• _Exercise objective_:
Write out the lines of the records from the one containing "Target: islanders logo patch" to the very last, keeping each exactly as it is.

• _Material supplied_:
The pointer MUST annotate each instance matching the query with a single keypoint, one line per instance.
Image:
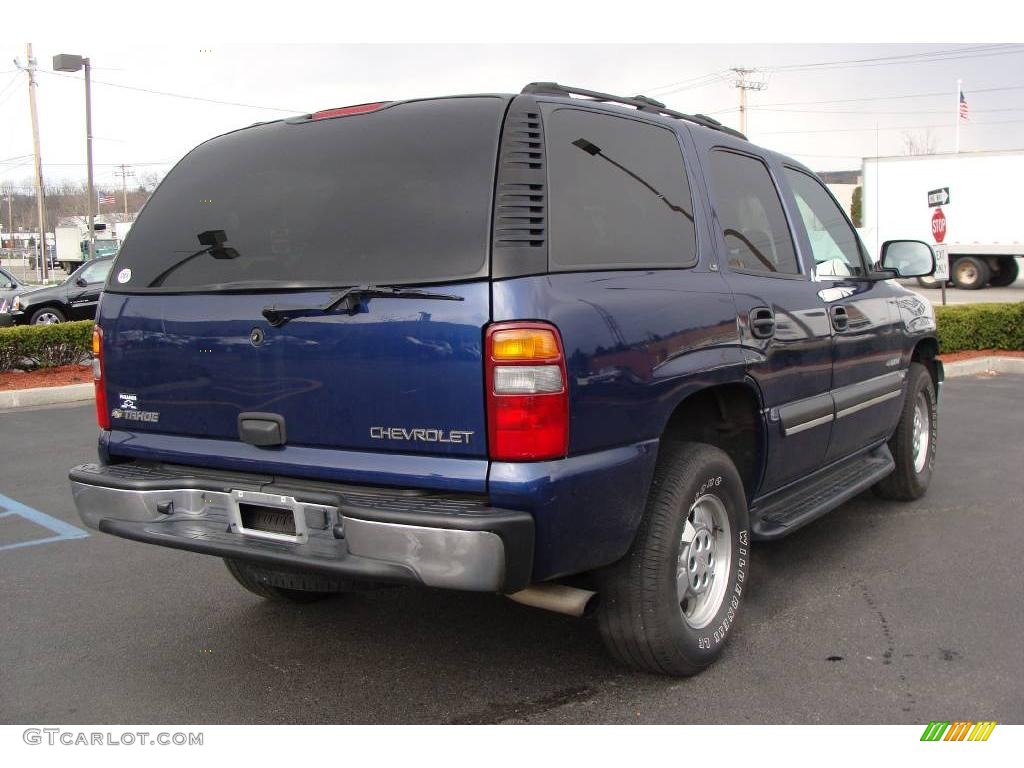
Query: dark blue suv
(579, 349)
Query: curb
(46, 395)
(984, 367)
(79, 392)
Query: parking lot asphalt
(880, 612)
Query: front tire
(669, 604)
(913, 442)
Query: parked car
(76, 298)
(579, 349)
(9, 288)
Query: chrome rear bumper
(369, 534)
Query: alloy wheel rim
(968, 273)
(705, 559)
(922, 432)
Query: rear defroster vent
(520, 214)
(520, 207)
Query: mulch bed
(47, 377)
(970, 355)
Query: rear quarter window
(402, 195)
(619, 194)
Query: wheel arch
(30, 312)
(926, 351)
(728, 416)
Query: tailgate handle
(262, 429)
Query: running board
(791, 508)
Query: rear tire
(914, 440)
(970, 273)
(46, 315)
(669, 604)
(282, 586)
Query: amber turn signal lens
(523, 344)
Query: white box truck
(966, 201)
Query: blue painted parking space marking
(60, 529)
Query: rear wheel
(287, 586)
(46, 315)
(913, 442)
(669, 605)
(970, 273)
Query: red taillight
(102, 415)
(340, 112)
(527, 392)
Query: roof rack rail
(643, 103)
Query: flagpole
(960, 90)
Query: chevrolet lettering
(573, 348)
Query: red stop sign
(939, 225)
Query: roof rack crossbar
(643, 103)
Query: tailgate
(404, 375)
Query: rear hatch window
(398, 196)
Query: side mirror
(908, 258)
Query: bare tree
(920, 142)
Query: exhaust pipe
(559, 598)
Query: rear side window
(402, 195)
(750, 212)
(619, 194)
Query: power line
(182, 95)
(864, 112)
(921, 57)
(885, 98)
(888, 128)
(689, 84)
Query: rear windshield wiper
(349, 300)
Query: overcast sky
(152, 131)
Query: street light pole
(72, 62)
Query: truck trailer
(963, 201)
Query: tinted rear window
(398, 196)
(620, 198)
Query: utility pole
(10, 220)
(744, 83)
(30, 69)
(124, 172)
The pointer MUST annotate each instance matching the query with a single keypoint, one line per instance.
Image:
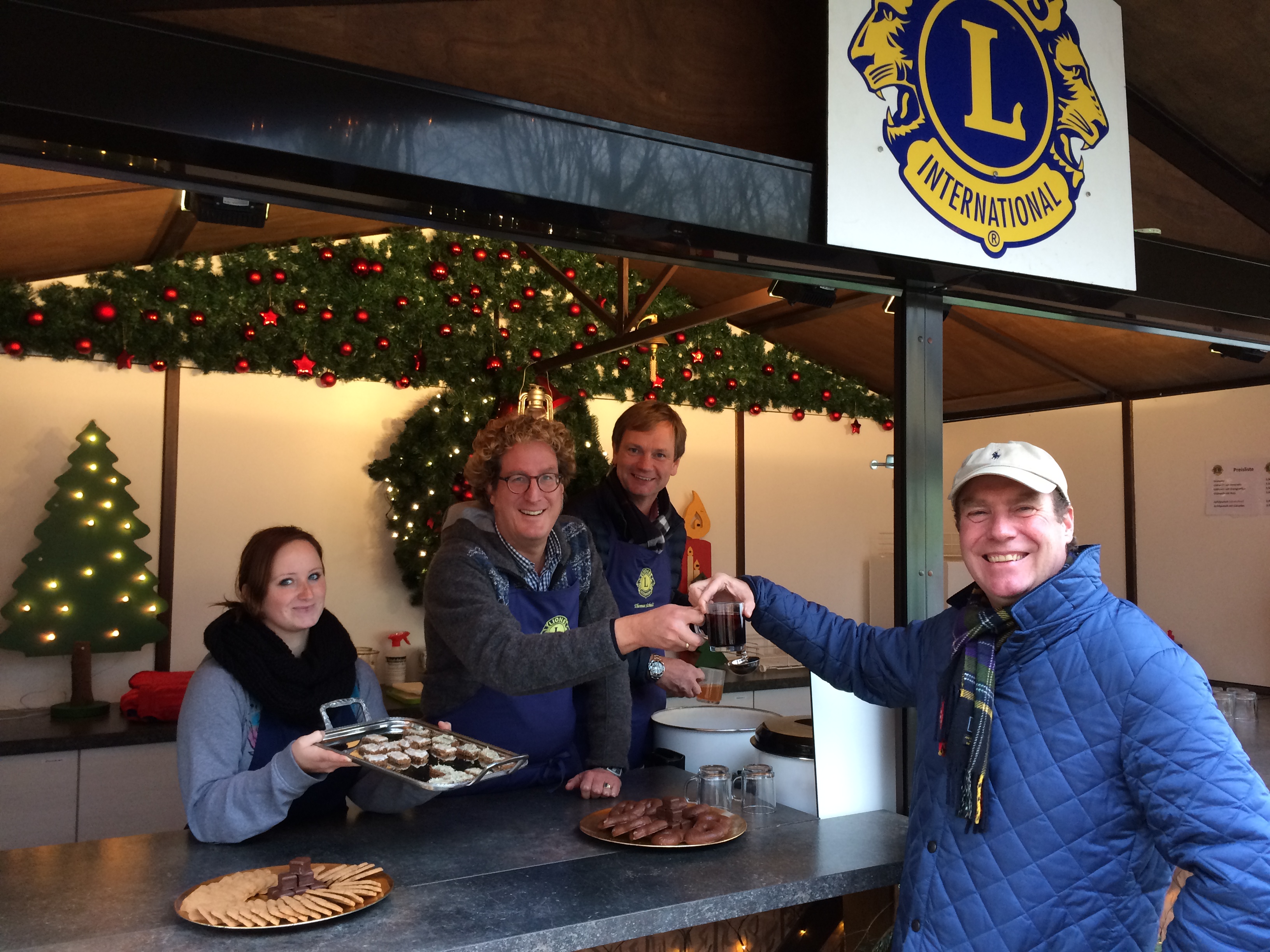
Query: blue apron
(328, 795)
(640, 579)
(539, 725)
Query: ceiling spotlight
(798, 294)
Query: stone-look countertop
(484, 874)
(37, 733)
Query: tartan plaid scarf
(966, 705)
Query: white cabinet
(39, 795)
(129, 791)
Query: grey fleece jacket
(226, 802)
(472, 638)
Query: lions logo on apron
(990, 96)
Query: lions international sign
(982, 133)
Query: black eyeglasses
(520, 483)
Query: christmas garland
(418, 309)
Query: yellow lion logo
(989, 100)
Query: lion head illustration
(884, 52)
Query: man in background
(640, 539)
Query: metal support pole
(919, 483)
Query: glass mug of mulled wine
(724, 630)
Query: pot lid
(787, 737)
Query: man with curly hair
(517, 614)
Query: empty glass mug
(757, 789)
(714, 786)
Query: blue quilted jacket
(1109, 766)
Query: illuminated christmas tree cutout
(87, 581)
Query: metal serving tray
(346, 740)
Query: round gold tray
(380, 878)
(591, 827)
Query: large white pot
(709, 735)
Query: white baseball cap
(1021, 462)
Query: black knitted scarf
(289, 687)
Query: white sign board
(990, 134)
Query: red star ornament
(304, 366)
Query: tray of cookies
(281, 897)
(418, 752)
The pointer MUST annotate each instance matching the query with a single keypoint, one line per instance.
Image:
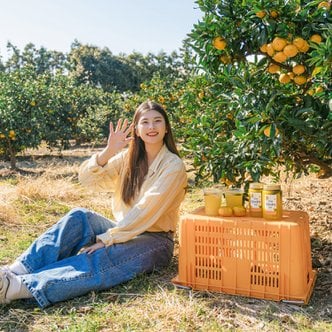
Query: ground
(46, 187)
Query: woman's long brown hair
(136, 166)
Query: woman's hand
(93, 248)
(117, 140)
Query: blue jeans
(57, 271)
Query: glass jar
(272, 201)
(255, 199)
(234, 197)
(212, 201)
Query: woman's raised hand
(117, 140)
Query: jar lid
(271, 187)
(256, 185)
(234, 191)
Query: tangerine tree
(266, 68)
(22, 99)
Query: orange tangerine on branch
(263, 48)
(284, 78)
(316, 38)
(325, 5)
(290, 50)
(273, 68)
(219, 43)
(280, 57)
(299, 42)
(270, 49)
(279, 43)
(226, 59)
(291, 75)
(299, 80)
(298, 69)
(261, 14)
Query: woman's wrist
(104, 156)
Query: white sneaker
(4, 286)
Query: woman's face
(151, 127)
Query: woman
(85, 251)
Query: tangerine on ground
(280, 57)
(298, 69)
(300, 79)
(316, 38)
(279, 43)
(273, 68)
(219, 43)
(284, 78)
(290, 51)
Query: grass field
(35, 198)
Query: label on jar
(270, 203)
(255, 200)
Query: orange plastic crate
(247, 256)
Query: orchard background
(252, 84)
(249, 97)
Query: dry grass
(48, 187)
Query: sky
(123, 26)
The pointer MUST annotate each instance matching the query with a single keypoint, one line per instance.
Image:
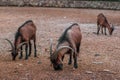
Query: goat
(69, 42)
(23, 36)
(103, 23)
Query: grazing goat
(68, 43)
(23, 36)
(103, 23)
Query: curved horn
(51, 47)
(62, 47)
(21, 44)
(10, 43)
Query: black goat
(69, 42)
(24, 35)
(103, 23)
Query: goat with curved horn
(10, 43)
(69, 43)
(25, 33)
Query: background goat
(69, 42)
(103, 23)
(24, 35)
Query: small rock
(97, 62)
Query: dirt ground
(99, 57)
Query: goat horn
(62, 47)
(10, 43)
(51, 47)
(21, 44)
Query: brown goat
(68, 43)
(24, 35)
(103, 23)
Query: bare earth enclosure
(99, 57)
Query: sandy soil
(99, 57)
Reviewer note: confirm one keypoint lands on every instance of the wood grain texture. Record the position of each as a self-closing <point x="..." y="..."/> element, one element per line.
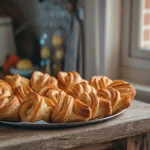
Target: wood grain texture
<point x="134" y="121"/>
<point x="137" y="143"/>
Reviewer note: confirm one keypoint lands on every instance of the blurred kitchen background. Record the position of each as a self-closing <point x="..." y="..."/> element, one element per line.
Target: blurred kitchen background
<point x="93" y="37"/>
<point x="46" y="35"/>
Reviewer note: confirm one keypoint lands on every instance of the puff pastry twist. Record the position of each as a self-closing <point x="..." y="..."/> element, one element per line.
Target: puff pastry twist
<point x="34" y="108"/>
<point x="40" y="79"/>
<point x="99" y="82"/>
<point x="100" y="107"/>
<point x="68" y="80"/>
<point x="124" y="88"/>
<point x="80" y="88"/>
<point x="44" y="91"/>
<point x="69" y="109"/>
<point x="9" y="108"/>
<point x="118" y="103"/>
<point x="21" y="92"/>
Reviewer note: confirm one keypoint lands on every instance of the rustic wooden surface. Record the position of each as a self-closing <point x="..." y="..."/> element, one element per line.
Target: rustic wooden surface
<point x="134" y="121"/>
<point x="137" y="143"/>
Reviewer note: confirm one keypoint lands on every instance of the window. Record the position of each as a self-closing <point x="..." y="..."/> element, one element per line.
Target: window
<point x="135" y="47"/>
<point x="140" y="29"/>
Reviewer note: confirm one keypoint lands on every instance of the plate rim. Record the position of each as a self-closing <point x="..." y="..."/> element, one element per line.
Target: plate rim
<point x="59" y="125"/>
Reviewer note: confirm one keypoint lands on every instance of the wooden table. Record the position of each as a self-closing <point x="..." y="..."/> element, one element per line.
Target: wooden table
<point x="127" y="131"/>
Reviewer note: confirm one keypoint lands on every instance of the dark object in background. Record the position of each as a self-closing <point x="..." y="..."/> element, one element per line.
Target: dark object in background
<point x="28" y="45"/>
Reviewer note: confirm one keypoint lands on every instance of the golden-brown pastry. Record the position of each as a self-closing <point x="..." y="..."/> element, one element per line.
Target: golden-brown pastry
<point x="80" y="88"/>
<point x="100" y="82"/>
<point x="34" y="109"/>
<point x="100" y="107"/>
<point x="124" y="88"/>
<point x="16" y="80"/>
<point x="44" y="91"/>
<point x="67" y="80"/>
<point x="5" y="89"/>
<point x="118" y="103"/>
<point x="9" y="108"/>
<point x="69" y="109"/>
<point x="21" y="92"/>
<point x="40" y="79"/>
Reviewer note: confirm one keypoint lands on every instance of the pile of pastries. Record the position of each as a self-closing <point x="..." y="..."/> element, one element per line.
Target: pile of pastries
<point x="69" y="98"/>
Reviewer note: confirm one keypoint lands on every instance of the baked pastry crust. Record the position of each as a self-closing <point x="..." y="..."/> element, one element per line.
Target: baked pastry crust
<point x="67" y="80"/>
<point x="70" y="99"/>
<point x="34" y="109"/>
<point x="9" y="108"/>
<point x="99" y="82"/>
<point x="124" y="88"/>
<point x="80" y="88"/>
<point x="17" y="80"/>
<point x="118" y="103"/>
<point x="21" y="92"/>
<point x="40" y="79"/>
<point x="44" y="91"/>
<point x="5" y="89"/>
<point x="69" y="109"/>
<point x="100" y="107"/>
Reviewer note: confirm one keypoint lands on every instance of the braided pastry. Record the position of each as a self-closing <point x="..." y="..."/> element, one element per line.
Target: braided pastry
<point x="68" y="80"/>
<point x="70" y="110"/>
<point x="9" y="108"/>
<point x="80" y="88"/>
<point x="118" y="103"/>
<point x="100" y="82"/>
<point x="124" y="88"/>
<point x="39" y="80"/>
<point x="5" y="89"/>
<point x="46" y="89"/>
<point x="100" y="107"/>
<point x="54" y="95"/>
<point x="21" y="92"/>
<point x="16" y="80"/>
<point x="34" y="108"/>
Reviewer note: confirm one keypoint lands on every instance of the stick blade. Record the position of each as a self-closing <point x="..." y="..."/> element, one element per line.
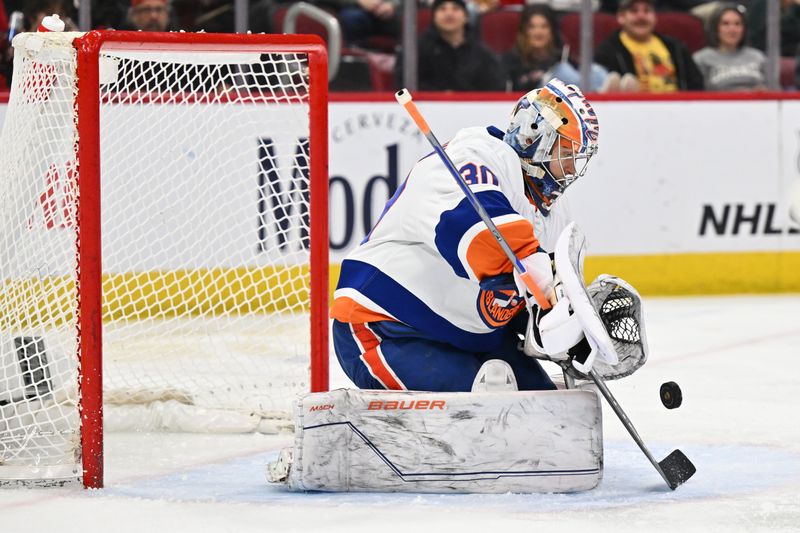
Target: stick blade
<point x="677" y="469"/>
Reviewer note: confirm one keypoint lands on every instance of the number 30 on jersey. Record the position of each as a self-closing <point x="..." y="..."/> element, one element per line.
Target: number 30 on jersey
<point x="474" y="174"/>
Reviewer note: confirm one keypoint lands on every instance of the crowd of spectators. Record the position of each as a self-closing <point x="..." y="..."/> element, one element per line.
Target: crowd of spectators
<point x="453" y="55"/>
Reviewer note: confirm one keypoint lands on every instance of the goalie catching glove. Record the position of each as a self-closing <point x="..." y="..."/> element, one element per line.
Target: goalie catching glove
<point x="557" y="335"/>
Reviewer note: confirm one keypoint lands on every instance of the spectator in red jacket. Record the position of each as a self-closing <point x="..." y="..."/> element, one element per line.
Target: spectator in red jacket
<point x="149" y="15"/>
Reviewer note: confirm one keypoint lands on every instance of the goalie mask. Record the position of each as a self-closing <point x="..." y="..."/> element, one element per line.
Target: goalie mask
<point x="554" y="131"/>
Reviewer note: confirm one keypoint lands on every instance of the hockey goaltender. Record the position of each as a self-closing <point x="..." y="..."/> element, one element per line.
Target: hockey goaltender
<point x="442" y="313"/>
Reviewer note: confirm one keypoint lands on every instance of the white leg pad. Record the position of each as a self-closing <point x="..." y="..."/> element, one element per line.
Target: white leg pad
<point x="490" y="442"/>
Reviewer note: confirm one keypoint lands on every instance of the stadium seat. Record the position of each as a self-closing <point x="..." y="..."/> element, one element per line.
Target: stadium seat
<point x="424" y="17"/>
<point x="304" y="24"/>
<point x="682" y="26"/>
<point x="604" y="24"/>
<point x="498" y="29"/>
<point x="787" y="72"/>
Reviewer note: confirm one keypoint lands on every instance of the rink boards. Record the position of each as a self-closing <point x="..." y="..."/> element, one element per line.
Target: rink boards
<point x="684" y="197"/>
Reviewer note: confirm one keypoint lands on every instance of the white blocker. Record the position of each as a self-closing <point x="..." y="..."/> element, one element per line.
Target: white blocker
<point x="485" y="442"/>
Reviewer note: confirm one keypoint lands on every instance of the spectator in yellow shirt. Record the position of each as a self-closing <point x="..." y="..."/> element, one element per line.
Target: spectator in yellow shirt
<point x="647" y="61"/>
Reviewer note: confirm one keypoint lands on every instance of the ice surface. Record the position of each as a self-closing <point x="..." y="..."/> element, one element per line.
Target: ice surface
<point x="734" y="358"/>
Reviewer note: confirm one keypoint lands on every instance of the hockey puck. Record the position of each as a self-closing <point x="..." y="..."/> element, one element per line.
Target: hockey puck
<point x="671" y="395"/>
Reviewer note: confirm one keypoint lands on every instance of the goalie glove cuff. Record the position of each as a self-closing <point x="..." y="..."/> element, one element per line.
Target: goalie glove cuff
<point x="552" y="334"/>
<point x="540" y="266"/>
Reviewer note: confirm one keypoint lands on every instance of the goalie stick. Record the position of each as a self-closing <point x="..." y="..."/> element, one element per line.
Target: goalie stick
<point x="404" y="98"/>
<point x="676" y="468"/>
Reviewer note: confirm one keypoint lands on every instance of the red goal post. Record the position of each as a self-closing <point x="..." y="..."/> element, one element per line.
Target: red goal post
<point x="282" y="279"/>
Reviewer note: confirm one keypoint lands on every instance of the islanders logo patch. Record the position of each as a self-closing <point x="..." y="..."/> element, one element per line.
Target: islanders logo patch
<point x="498" y="306"/>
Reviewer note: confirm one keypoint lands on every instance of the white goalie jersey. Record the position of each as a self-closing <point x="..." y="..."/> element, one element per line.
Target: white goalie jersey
<point x="423" y="262"/>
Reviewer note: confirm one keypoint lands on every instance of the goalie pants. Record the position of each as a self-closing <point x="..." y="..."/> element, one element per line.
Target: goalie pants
<point x="391" y="355"/>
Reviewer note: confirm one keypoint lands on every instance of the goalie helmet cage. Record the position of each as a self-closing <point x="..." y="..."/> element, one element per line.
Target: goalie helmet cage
<point x="210" y="154"/>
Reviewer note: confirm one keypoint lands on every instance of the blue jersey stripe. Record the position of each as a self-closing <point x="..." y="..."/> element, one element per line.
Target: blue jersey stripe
<point x="454" y="223"/>
<point x="406" y="307"/>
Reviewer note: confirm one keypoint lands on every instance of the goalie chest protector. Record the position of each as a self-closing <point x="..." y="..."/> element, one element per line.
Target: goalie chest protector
<point x="491" y="442"/>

• _Result of the task_:
Target: islanders logo patch
<point x="498" y="306"/>
Reviewer note: confirm one keypoint lands on every instance of the white goalie jersey. Record the position of each as a self-closing <point x="..." y="..."/> element, one element per line.
Target: white goalie jersey
<point x="423" y="262"/>
Reviewer note: confirm one keypoint lands on every instance of the goalie pants. Record the position of each as a self-closing <point x="..." y="..."/> element, one element per line.
Target: goalie pants
<point x="391" y="355"/>
Reviewer note: confirm one keypoint lands on every instance of the goalie helmet cage. Record the position of each as a self-closing <point x="..." y="..."/> element, one element per line.
Target: goalie helmet cage
<point x="210" y="154"/>
Reviewer note: confirm one keypoint lands on every instance of the blue jersey stripe. Record the position of each as a self-closing <point x="..." y="..."/> element, one element per line.
Target: blue jersey stripe
<point x="454" y="223"/>
<point x="406" y="307"/>
Reviewer note: confirm one keypoint lands on every instance of the goalie chest protector. Record the position of each as a self-closing <point x="..." y="..."/> element, one element per line.
Target: goalie chest protector
<point x="491" y="442"/>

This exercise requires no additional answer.